■ ASSIGNMENT:
Look through the material below. Return exactly the lines from the one with "Query: cattail" through the one with "Query: fallen leaf", both included.

──────────────────────────────

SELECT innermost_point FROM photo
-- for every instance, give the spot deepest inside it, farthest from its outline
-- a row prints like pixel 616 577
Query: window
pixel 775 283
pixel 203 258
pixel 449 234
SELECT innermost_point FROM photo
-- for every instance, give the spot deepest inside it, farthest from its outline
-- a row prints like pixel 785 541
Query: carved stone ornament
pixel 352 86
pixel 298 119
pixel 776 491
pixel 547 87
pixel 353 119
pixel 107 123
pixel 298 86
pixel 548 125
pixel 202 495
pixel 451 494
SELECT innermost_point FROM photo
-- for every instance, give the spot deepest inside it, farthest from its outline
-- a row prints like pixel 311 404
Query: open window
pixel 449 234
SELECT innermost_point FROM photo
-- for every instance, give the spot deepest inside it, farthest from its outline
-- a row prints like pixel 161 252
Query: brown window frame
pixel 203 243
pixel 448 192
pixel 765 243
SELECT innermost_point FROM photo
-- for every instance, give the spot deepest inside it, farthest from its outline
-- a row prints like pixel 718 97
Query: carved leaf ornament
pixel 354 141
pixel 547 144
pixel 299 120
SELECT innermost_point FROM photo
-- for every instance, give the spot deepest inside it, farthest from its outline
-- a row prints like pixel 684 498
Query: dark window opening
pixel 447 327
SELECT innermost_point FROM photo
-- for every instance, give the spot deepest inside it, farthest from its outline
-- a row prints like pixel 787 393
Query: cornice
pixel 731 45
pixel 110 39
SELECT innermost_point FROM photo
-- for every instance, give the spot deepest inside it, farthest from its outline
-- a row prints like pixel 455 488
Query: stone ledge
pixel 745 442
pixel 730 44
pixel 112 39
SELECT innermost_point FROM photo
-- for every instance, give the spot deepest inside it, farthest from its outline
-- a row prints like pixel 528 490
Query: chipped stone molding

──────────────────────────────

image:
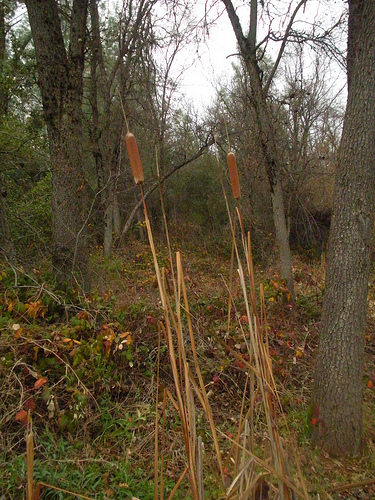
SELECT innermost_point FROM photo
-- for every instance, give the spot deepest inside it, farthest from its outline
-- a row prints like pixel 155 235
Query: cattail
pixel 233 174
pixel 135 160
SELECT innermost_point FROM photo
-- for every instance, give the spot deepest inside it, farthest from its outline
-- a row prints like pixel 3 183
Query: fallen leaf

──────────────────────────────

■ EXERCISE SOLUTION:
Query: cattail
pixel 233 174
pixel 135 160
SELECT innermost_point FROM photo
-- for every instance, give the spot deepest inside it, farthest from its outline
-- a row prints like pixel 3 183
Query: fallen leaf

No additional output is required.